● TASK OBJECTIVE: Start at the line containing "of the lace" and transcribe every line exactly through the end of the records below, and only those lines.

● EXERCISE INPUT:
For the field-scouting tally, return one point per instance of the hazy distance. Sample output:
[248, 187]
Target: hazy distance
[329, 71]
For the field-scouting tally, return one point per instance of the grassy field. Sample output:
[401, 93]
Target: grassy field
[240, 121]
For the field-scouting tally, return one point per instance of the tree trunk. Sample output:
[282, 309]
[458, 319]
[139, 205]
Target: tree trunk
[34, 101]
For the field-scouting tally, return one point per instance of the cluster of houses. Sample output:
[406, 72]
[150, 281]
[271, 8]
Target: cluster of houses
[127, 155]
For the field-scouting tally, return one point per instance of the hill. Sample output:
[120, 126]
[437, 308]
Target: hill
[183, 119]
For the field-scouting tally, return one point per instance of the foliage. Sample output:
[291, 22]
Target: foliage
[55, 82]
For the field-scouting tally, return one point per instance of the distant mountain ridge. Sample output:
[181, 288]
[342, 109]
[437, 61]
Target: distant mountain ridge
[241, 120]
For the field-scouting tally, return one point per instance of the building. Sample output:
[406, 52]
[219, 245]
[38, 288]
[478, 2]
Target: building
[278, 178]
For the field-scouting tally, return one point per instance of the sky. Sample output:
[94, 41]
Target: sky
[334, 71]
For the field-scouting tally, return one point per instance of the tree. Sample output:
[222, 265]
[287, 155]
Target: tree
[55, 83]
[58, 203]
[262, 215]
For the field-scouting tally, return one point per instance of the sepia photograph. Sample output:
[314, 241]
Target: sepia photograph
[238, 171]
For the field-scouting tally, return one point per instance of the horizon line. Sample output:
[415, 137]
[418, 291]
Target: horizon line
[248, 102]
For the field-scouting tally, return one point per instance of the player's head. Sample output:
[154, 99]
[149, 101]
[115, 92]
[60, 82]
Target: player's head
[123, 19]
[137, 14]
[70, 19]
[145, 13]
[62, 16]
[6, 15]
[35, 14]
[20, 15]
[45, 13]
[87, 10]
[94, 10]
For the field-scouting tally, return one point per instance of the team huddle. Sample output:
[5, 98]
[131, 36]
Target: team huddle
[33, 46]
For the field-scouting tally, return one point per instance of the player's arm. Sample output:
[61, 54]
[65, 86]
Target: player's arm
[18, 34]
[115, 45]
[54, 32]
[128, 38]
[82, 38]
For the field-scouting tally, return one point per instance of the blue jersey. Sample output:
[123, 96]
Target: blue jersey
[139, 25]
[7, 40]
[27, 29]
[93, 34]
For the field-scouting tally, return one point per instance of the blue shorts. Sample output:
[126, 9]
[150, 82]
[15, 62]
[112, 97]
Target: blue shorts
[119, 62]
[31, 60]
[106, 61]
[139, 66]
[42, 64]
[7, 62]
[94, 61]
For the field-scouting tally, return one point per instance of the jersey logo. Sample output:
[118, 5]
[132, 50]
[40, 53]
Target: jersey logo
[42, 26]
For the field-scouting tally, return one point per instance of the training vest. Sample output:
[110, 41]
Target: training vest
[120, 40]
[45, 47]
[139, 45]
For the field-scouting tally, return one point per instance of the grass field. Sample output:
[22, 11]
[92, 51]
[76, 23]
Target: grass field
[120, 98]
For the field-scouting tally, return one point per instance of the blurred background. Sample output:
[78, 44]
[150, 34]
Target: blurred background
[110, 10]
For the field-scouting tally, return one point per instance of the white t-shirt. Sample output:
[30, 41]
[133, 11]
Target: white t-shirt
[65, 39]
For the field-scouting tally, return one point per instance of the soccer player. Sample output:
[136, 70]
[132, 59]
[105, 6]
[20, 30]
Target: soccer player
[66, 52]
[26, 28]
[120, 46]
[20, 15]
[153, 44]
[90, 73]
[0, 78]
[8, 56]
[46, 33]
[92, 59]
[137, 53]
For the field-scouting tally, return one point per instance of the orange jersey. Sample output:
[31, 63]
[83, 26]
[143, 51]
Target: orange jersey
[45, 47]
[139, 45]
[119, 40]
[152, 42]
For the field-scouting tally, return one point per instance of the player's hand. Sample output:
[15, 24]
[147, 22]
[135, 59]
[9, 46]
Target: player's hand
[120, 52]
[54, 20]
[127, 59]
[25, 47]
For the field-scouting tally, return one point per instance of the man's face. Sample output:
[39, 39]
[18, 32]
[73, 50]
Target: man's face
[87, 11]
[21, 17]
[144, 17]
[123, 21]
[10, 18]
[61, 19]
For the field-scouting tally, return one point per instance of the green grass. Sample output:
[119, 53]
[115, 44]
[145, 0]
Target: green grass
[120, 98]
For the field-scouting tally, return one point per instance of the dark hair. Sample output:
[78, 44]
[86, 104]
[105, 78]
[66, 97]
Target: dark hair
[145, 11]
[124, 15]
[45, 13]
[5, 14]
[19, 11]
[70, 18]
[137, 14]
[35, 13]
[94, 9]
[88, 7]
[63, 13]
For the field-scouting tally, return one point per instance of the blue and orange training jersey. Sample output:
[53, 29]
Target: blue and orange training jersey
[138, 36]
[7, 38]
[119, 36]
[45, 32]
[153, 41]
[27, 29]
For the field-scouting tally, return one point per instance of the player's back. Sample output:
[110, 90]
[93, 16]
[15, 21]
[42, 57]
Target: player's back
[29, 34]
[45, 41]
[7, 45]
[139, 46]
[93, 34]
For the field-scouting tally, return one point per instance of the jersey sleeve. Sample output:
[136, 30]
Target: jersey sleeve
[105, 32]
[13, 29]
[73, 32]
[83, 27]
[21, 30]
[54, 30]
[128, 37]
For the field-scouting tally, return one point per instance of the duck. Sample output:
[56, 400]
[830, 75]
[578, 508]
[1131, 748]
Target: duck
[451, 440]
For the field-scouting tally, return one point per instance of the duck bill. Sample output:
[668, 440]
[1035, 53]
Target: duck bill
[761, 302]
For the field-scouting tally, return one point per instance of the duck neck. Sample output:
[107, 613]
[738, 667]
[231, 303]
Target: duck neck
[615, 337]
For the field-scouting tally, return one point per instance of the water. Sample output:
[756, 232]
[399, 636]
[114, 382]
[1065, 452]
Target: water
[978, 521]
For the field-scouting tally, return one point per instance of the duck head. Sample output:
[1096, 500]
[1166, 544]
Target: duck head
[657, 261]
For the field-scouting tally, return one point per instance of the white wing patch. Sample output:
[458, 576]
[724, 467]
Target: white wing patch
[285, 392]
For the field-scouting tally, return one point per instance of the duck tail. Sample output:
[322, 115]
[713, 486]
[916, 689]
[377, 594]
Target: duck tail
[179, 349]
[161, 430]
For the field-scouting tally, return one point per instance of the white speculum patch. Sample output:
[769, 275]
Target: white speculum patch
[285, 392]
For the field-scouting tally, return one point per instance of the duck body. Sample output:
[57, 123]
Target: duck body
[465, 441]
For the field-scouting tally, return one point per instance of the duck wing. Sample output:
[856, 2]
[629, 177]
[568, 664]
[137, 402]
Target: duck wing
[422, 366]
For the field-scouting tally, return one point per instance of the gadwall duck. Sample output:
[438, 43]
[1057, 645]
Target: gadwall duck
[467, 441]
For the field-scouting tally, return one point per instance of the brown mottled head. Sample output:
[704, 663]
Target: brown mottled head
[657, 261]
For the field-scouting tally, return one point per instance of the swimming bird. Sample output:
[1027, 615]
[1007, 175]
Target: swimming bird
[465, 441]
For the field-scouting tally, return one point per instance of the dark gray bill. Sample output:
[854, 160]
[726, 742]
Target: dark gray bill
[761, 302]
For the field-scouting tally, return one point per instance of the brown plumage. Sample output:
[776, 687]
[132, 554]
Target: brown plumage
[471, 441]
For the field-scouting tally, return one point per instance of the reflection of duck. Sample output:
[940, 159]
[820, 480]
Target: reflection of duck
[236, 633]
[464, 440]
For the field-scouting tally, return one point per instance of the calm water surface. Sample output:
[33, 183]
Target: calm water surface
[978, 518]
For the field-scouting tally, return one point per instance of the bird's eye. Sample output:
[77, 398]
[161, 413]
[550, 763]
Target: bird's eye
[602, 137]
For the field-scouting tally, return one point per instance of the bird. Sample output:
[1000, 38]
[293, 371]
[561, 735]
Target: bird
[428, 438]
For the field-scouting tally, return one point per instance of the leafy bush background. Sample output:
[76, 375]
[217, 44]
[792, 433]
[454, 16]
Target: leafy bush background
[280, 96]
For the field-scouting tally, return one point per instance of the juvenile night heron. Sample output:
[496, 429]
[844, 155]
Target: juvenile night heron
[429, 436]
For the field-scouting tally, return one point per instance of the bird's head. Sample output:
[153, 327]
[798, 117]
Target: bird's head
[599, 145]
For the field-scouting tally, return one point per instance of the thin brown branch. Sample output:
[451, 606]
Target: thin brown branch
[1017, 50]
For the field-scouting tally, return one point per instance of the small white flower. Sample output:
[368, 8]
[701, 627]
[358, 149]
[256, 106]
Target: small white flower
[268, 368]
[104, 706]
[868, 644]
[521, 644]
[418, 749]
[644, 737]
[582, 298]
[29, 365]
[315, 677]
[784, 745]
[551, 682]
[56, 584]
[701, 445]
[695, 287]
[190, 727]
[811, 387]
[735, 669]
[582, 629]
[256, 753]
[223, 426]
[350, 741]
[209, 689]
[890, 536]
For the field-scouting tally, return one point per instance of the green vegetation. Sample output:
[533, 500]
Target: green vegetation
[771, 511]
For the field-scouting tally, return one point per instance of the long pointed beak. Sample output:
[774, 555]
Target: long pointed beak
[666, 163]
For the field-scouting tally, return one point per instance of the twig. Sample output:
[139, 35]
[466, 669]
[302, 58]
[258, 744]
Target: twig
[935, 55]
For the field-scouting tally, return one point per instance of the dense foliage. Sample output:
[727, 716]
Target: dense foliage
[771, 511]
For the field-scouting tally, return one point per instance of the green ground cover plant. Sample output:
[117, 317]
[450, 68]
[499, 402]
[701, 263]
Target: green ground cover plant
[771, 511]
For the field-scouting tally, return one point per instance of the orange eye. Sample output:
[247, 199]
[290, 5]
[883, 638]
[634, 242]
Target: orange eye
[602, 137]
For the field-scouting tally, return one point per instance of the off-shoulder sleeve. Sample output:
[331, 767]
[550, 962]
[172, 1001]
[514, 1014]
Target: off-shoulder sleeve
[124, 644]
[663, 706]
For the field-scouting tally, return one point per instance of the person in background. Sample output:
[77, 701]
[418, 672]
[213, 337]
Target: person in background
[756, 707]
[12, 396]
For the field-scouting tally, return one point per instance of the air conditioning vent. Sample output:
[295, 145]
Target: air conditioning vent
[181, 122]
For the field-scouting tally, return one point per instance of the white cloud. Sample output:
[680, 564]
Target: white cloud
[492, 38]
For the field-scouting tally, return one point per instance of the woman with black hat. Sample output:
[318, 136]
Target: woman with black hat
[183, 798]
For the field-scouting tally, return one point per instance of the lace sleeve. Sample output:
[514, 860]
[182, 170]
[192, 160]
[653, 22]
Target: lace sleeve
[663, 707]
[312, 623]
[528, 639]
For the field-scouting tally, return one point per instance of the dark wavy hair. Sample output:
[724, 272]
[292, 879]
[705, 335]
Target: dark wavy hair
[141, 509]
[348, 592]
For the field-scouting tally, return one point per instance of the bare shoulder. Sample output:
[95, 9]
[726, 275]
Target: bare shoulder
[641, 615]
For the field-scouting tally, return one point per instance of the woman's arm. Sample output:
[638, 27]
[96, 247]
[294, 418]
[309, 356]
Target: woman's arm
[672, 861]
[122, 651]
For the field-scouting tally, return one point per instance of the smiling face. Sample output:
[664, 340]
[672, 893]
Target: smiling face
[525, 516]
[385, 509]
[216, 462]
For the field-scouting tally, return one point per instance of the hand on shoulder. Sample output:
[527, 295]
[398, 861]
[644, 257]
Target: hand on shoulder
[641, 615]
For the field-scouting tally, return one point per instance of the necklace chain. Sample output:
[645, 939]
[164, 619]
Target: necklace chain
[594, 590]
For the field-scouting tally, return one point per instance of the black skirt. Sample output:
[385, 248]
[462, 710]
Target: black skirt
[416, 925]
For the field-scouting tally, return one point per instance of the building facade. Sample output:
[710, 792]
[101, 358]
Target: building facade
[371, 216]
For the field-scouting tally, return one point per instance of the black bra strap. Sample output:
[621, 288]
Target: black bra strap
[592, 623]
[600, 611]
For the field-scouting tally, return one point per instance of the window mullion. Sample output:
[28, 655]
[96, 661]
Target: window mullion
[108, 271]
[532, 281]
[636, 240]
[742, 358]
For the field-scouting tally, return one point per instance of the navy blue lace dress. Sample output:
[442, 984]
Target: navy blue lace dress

● EXERCISE OUTPUT:
For the field-scouting tally, return one point per instance of the lace sleeve. Sample output:
[514, 860]
[182, 170]
[192, 160]
[653, 22]
Target: lace sleeve
[663, 707]
[312, 623]
[528, 639]
For the field-scouting tally, return one point per instance of the dark wavy hair. Sample output:
[724, 272]
[292, 879]
[705, 335]
Target: dark wavy hair
[141, 509]
[348, 592]
For the field-scouting tally, return one point per instance of the bare shoulder. Sample output:
[95, 9]
[726, 275]
Target: bare shoulder
[641, 615]
For the field-scouting tally, return one point per instance of the woman's arm. Sample output:
[638, 27]
[96, 247]
[294, 418]
[309, 356]
Target: woman's arm
[672, 861]
[122, 651]
For the field-scouting tally, return one point per instance of the smiling face. Sample output:
[664, 340]
[672, 893]
Target: smiling face
[525, 516]
[385, 509]
[216, 462]
For the field-scouting tally, return one point per instance of the hand on shoulder. Sample output:
[527, 295]
[398, 861]
[644, 257]
Target: hand on shoulder
[641, 615]
For the field-scouting tally, return one point per instance of the necklace chain. Sample output:
[645, 939]
[164, 619]
Target: necklace chain
[594, 590]
For the field-scouting tally, return one point per instance of the black skirt. Sample output:
[385, 248]
[462, 710]
Target: black skirt
[416, 925]
For the field-scouting tally, return one point per instance of the building facade. Sample output:
[710, 792]
[101, 358]
Target: building facade
[371, 216]
For the field-scouting tally, return one point per instance of the black bra strap. Sample output:
[621, 288]
Target: black bra strap
[592, 623]
[600, 611]
For the field-scouting tally, return one point per instance of the window mullion. Sample output:
[28, 655]
[96, 661]
Target: window mullion
[108, 271]
[532, 281]
[636, 240]
[742, 358]
For the field-scouting tally, return one point per instance of the navy blue lace dress. Sample output:
[442, 984]
Target: navy blue lace dress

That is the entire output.